The following code will create a LL, n then ask the user to give the pointer to the node to be deleted. it will the print the list after deletion It does the same thing as is done by copying the node after the node to be deleted, over the node to be deleted and then delete the next node of the node to be deleted. i.e

a-b-c-d

copy c to b and free c so that result is

a-c-d

struct node  
{
    int data;
    struct node *link;
 };

void populate(struct node **,int);

void delete(struct node **);

void printlist(struct node **);

void populate(struct node **n,int num)
{

    struct node *temp,*t;
    if(*n==NULL)
    {
        t=*n;
        t=malloc(sizeof(struct node));
        t->data=num;
        t->link=NULL;
        *n=t;
    }
    else
    {
        t=*n;
        temp=malloc(sizeof(struct node));
        while(t->link!=NULL)
            t=t->link;
        temp->data=num;
        temp->link=NULL;
        t->link=temp;
    }
}

void printlist(struct node **n)

▸ GIVEN RECORDS
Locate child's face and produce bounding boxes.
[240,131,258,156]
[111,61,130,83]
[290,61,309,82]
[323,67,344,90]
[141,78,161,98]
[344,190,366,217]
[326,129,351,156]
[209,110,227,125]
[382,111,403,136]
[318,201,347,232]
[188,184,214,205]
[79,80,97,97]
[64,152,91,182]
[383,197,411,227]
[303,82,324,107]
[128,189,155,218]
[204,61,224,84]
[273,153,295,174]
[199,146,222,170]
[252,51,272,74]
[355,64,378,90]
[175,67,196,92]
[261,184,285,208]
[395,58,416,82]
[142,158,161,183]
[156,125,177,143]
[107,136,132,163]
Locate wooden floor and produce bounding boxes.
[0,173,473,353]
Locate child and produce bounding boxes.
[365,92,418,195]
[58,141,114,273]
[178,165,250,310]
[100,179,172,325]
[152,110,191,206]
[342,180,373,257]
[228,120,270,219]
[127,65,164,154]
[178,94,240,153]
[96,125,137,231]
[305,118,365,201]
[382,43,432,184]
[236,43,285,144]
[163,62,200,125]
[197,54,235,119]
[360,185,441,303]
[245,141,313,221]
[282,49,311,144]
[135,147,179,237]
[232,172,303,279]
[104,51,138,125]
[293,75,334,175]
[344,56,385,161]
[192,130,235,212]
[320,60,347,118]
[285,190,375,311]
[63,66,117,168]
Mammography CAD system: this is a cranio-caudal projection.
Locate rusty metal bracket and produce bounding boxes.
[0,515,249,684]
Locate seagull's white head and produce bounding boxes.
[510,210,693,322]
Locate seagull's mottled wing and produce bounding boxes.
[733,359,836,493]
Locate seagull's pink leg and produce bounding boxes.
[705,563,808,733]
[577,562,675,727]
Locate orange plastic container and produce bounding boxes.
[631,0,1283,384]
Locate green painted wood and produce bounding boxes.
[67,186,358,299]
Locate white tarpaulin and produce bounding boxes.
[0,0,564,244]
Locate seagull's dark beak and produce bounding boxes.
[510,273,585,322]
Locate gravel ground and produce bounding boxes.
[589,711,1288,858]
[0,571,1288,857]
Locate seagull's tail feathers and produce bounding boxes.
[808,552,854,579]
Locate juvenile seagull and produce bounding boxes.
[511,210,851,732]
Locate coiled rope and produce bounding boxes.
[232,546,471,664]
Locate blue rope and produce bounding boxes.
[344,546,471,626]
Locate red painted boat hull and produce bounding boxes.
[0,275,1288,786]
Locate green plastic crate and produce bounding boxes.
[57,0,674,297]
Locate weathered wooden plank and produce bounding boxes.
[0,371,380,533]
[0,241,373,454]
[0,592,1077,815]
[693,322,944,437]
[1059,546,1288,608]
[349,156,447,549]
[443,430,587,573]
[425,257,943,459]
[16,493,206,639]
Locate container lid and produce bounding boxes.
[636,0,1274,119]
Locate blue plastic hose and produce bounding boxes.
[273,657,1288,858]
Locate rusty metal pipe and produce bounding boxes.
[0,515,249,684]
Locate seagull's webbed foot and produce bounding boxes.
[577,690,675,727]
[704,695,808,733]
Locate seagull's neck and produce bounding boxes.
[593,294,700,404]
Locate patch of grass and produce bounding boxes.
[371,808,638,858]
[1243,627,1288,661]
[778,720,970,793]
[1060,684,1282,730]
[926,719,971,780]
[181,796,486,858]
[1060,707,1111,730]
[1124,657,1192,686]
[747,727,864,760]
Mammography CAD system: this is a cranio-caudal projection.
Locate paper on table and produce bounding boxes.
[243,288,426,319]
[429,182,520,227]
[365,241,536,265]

▸ PROBLEMS TO WORK ON
(1) Copy out the entries word for word, starting at the line that contains "Locate seagull's neck" and ending with the last entry.
(2) Carry on the linked-list deletion code from where it stops.

▸ ANSWERS BY TASK
(1)
Locate seagull's neck and produce bounding boxes.
[593,294,700,404]
Locate patch of grass and produce bounding boxes.
[371,808,638,858]
[1243,627,1288,661]
[778,720,970,793]
[1060,684,1282,730]
[926,719,971,780]
[181,796,486,858]
[1060,707,1111,730]
[1124,657,1192,686]
[747,727,864,760]
Mammography CAD system: this is a cranio-caudal projection.
Locate paper on table and produce bounding boxes.
[243,288,426,319]
[429,182,520,227]
[365,241,536,265]

(2)
{
    struct node *t;
    t=*n;
    if(t==NULL)
        printf("\nEmpty list");

    while(t!=NULL)
    {
        printf("\n%d",t->data);
        printf("\t%u address=",t);
        t=t->link;
    }
}


void delete(struct node **n)
{
    struct node *temp,*t;
    temp=*n;
    temp->data=temp->link->data;
    t=temp->link;
    temp->link=temp->link->link;
    free(t);
}    

int main()
{
    struct node *ty,*todelete;
    ty=NULL;
    populate(&ty,1);
    populate(&ty,2);
    populate(&ty,13);
    populate(&ty,14);
    populate(&ty,12);
    populate(&ty,19);

    printf("\nlist b4 delete\n");
    printlist(&ty);

    printf("\nEnter node pointer to delete the node====");
    scanf("%u",&todelete);
    delete(&todelete);

    printf("\nlist after delete\n");
    printlist(&ty);

    return 0;
}

Answer 12

Maybe do a soft delete? (i.e., set a "deleted" flag on the node) You can clean up the list later if you need to.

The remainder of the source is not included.